## Required action
In the passage about the Institute and ghouls, what field of study is contrasted with curing cancer?

## Extract
################
Creating a human or animal from scratch is a very fundamentally different process than curing a disease. Teleportation has literally nothing at all to do with curing disease in even the remotest sense.
Why would the Institute have spent time trying to come up with a cure for ghouls? What reason would they have for wanting to do so? The Institute has finite resources and a finite number of people. They can't research everything at once.
To use another example, this is like saying "why are we wasting time studying particle physics instead of curing cancer?"
Answer - Because those things have very little to do with one another. Someone that studies particle physics likely doesn't have any ambition to study cancer. Similarly, the people designing and building synths wouldn't have had the resources to spare to try and cure the ghoul condition. And this is all rather beside the point, because you can't really 'unrot' something.
There's nothing fundamentally preventing us from doing so aside from technological limitations. Teleportation isn't impossible. We're just a very long way from having the technology to do it. Like a seriously long way. There's no reason that we can't create humans with machines. We ARE machines....we just happen to be biological machines. We still have a parts list though. We come with mostly standardized components. There's no reason that you couldn't build a human from scratch. Again, we're just a long way from having that kind of technology, and there are lots of ethical considerations and so on.
You can't unrot something. This isn't a matter of technological limitation, it's a matter of the fact that once something has rotted, it is no longer what it was prior to rotting.
################
## Recorded information
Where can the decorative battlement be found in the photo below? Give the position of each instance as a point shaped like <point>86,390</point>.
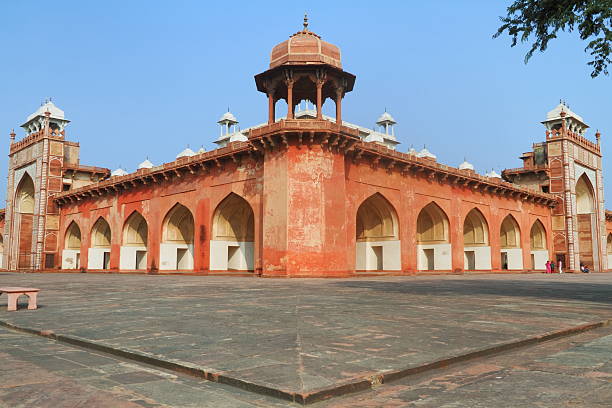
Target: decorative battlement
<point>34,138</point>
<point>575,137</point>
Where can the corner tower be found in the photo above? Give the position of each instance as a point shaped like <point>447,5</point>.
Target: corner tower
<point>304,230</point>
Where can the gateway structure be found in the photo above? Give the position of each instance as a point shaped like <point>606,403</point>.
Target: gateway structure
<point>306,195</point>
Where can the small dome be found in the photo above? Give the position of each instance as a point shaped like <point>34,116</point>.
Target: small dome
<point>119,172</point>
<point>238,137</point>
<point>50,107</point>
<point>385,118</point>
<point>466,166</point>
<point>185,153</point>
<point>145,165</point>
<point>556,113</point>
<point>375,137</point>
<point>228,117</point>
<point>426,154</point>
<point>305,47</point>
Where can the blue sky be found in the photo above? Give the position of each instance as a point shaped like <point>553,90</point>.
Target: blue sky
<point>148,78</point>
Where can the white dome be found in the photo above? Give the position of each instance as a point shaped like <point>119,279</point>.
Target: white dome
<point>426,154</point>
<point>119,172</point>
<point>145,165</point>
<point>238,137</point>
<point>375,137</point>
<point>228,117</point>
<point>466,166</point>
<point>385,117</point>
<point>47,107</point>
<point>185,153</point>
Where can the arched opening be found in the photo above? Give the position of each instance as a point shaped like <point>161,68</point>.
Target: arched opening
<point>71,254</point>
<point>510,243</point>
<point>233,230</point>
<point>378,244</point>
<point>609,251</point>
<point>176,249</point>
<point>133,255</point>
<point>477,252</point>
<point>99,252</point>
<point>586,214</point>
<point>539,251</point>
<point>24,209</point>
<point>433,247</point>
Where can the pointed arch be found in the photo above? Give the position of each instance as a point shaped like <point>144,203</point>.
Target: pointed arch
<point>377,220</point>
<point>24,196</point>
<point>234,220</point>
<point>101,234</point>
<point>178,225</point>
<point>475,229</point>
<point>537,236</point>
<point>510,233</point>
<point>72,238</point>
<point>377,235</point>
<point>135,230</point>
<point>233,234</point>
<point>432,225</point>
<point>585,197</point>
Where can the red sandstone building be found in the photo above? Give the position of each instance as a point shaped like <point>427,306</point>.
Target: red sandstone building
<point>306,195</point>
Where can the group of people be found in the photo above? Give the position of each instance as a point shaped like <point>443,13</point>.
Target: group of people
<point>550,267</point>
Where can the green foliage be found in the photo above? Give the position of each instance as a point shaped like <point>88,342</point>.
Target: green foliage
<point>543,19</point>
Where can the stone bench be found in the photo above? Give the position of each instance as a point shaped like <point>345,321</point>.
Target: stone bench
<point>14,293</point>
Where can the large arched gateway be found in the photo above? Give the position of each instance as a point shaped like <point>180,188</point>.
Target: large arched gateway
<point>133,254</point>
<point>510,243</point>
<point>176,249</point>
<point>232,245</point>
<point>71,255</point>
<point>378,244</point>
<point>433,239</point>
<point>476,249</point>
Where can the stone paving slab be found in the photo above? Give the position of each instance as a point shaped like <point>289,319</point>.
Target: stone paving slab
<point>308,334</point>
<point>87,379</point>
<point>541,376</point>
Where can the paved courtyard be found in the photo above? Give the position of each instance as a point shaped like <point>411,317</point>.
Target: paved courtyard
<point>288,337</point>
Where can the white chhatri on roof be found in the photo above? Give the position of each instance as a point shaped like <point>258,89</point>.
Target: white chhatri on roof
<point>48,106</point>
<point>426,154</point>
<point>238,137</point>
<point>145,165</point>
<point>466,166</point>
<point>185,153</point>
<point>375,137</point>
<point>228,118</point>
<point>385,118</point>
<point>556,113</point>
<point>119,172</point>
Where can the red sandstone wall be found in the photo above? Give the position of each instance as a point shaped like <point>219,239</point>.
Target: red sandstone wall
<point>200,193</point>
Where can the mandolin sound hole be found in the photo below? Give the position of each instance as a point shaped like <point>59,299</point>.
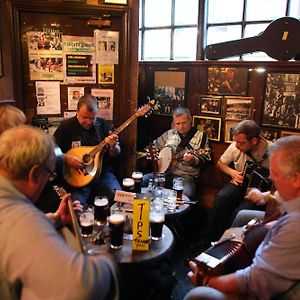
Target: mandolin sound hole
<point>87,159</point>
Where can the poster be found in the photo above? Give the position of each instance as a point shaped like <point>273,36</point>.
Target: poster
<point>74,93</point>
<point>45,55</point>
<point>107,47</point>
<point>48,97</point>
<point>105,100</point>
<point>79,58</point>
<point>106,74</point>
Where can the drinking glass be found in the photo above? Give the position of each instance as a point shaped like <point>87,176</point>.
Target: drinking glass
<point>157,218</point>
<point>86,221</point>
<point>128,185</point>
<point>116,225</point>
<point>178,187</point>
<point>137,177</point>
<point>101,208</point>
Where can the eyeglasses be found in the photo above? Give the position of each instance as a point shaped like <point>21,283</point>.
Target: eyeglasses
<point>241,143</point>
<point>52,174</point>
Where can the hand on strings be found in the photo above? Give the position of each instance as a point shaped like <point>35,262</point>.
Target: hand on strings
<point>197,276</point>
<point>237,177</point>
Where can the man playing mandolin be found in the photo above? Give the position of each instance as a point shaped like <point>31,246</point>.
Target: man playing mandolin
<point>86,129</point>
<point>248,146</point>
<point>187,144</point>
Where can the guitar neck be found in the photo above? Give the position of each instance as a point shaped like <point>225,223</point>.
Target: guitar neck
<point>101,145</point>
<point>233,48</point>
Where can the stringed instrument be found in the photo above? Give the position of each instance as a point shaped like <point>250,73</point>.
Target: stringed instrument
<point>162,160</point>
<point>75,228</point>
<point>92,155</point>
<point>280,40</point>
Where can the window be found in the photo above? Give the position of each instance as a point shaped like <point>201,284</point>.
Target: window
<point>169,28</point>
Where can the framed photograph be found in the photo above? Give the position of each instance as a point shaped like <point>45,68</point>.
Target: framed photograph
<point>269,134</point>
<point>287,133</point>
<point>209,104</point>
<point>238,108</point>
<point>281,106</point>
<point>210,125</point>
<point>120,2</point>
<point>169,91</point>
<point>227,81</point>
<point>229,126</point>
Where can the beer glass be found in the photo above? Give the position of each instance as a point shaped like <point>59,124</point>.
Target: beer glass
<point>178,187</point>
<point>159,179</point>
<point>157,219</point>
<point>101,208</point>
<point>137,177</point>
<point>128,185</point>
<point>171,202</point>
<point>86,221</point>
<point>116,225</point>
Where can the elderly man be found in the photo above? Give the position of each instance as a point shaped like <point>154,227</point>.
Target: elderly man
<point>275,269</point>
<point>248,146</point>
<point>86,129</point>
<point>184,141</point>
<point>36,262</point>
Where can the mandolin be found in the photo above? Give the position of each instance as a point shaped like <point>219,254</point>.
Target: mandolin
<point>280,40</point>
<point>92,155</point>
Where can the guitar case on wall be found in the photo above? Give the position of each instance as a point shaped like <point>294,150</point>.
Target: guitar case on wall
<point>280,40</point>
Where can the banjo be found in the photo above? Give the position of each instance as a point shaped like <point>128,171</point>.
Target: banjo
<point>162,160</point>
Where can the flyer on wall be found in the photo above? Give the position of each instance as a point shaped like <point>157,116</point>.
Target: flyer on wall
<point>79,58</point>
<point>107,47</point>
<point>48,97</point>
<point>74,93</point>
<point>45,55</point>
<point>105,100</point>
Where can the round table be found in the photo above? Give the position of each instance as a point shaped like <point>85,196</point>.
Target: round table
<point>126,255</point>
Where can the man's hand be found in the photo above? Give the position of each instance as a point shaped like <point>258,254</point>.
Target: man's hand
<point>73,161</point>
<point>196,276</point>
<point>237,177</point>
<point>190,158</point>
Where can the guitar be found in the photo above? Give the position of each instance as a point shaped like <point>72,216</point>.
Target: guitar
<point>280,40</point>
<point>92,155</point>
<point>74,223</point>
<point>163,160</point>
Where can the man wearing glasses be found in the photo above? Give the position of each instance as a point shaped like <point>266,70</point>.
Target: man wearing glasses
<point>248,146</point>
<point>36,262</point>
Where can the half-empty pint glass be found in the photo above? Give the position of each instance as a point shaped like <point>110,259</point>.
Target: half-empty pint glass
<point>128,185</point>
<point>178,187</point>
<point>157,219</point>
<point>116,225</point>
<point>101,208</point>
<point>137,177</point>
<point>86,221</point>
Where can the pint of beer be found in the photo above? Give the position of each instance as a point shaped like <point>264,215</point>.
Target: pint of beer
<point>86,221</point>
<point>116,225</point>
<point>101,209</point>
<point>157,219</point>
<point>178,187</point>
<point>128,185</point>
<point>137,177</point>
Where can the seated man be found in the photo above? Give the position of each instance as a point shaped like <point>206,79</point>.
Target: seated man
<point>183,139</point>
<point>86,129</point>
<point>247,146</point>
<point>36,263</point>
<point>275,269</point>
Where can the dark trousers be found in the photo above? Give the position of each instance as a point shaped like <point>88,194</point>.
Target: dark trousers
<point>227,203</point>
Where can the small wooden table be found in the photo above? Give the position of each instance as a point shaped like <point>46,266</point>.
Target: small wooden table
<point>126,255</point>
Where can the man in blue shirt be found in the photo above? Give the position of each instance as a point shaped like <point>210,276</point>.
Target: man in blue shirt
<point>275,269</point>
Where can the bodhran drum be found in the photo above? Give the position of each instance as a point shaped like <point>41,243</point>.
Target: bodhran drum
################
## The completed task
Particle physics.